▶ _Extrait de page_
━━━━━━━━━━━━━━━━━━━━

Autour de cette table bancale à laquelle je suis installé, les vitres des immeubles voisins éclatent. Les débris de verre comme les châtaignes donnent des marrons aux pare-brise des voitures stationnées. J’observe la scène puis je reprends là où j’en étais. Canon de revolver dans la bouche, stylo boudiné dans mon autre main, je pose une question à l’homme échevelé qui me fait face : tu connais Tyler Darden ?
En guise de réponse, le cadre moyen assis en face de moi se gratte les couilles. Satisfait de sa palpation, il ne pressent ni douleur ni inconfort. Diagnostic : pas de cancer des testicules. Ce personnage houellebecquien transpire l’ennui comme le narrateur de Fincher dont le quotidien se résume à se lever, manger, travailler, dormir et s’encrasser dans la merditude de son confort. Comme un ajout d’azote à une eau plate, le narrateur se rend à des groupes de parole, dont celui des cancéreux testiculaires, afin de donner du pétillant à sa vie. C’est d’ailleurs dans un de ses groupes de thérapies que le narrateur rencontre une première personne qui bouleversera son quotidien, Marla.
Je repose ma question. Tu connais Tyler Darden ?
Tyler est le reflet inversé du narrateur, un homme audacieux, sexy et rebelle. À la suite de cette seconde rencontre, va naître une extension du domaine de la lutte, c’est le Fight club, une société secrète régie par ses propres règles où des hommes s’adonnent au plaisir de la chair.

━━━━━━━━━━━━━━━━━━━━

▶ _Objectif_
Écrivez la suite du texte consacré à Fight Club, en commençant juste après sa dernière phrase. Les enregistrements n'ont aucun rôle à jouer ici.

▶ _Enregistrements_
━━━━━━━━━━━━━━━━━━━━

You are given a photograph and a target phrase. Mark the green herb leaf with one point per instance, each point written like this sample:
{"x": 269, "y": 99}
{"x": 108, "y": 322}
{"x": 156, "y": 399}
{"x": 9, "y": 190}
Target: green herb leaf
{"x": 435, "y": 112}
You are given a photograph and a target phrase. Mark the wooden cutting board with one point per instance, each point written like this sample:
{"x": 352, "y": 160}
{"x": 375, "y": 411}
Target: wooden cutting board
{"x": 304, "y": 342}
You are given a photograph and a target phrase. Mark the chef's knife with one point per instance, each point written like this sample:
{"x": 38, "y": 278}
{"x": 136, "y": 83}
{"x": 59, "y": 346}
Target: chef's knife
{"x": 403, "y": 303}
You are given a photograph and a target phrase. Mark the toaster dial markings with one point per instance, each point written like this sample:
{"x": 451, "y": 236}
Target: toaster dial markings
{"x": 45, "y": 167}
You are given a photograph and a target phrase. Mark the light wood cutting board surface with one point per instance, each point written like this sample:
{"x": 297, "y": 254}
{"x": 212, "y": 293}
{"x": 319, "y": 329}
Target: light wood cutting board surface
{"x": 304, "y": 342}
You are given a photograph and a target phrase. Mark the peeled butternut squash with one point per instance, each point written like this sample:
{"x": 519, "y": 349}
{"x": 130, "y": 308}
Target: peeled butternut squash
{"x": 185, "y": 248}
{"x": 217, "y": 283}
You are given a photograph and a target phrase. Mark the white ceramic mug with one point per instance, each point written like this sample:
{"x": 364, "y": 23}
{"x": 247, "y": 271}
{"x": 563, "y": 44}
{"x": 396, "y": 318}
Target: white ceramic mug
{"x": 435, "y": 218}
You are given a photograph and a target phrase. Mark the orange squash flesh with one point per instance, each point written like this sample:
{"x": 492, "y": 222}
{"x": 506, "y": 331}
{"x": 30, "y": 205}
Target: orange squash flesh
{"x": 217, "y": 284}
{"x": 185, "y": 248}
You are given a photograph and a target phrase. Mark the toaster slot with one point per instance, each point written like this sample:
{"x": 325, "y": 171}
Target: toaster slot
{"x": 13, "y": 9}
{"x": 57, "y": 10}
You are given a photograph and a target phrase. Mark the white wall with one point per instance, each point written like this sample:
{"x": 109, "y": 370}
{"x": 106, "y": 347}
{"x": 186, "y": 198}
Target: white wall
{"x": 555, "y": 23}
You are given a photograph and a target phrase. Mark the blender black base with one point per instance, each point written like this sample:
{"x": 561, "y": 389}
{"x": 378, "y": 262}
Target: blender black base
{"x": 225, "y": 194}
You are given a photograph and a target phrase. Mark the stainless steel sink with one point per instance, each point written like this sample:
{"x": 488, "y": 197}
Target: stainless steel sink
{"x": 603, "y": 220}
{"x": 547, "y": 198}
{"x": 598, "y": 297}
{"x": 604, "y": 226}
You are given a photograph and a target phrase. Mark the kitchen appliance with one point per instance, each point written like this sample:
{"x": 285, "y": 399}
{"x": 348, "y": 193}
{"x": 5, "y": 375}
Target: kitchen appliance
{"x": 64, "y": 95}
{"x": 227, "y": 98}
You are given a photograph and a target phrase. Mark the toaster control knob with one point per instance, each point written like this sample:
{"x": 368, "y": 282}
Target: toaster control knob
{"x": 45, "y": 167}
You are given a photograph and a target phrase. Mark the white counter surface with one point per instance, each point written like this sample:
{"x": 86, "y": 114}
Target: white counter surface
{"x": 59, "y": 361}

━━━━━━━━━━━━━━━━━━━━

▶ _Résultat attendu_
L’homme en face de moi se gratte à nouveau l’appareil reproducteur. Pensé par Fincher qui adapte Chuck Palahniuk, le plaisir de la chair de Fight Club est celui de la brutalité du combat à main nue, celle de fauves libérés de leur cage consumériste qui ne jurent que par la jouissance de se refaire le portrait à la Picasso. Mélangeant discours nihilistes, invectives anticonsuméristes, violence excessive et libératrice, Fincher excelle à filmer le cynisme psychologique de ses personnages, portés à bras-le-corps par Norton et Pitt, qui éclaboussent l’écran. Dans ce dédale de l’enfer dans lequel même Orphée ne se retournerait pas, la caméra omnisciente parcourt ce paysage capitalistique rappelant les magasins Ikea.
La main toujours aspirée par son caleçon, l’homme approche son visage du mien : catalogue de merde ! qu’il dit. Il n’a pas compris ce qui se cachait au-delà du catalogue et de son message pamphlétaire. À première vue, on se rapproche d’un titre de Sartre L’Être et le néant. Mais, entre les lignes du catalogue, pas celui d’Ikéa - quoique, mais celui de Fincher, il faut y lire une quête d’identité qui se conjugue mieux avec la formule d’Hamlet : « Être ou ne pas être ».
Un voile sombre se dévoile devant mes yeux. Dans mon bureau, l’homme crasseux laisse place à mon propre reflet. Alors, tous ceux qui ont vu Fight Club et qui ont résolu l’équation de souhaiter être telle ou telle personne, ou plutôt de ne pas être telle ou telle personne, se pose encore l’obstacle d’une ultime définition, quasi existentielle : « where is my mind ».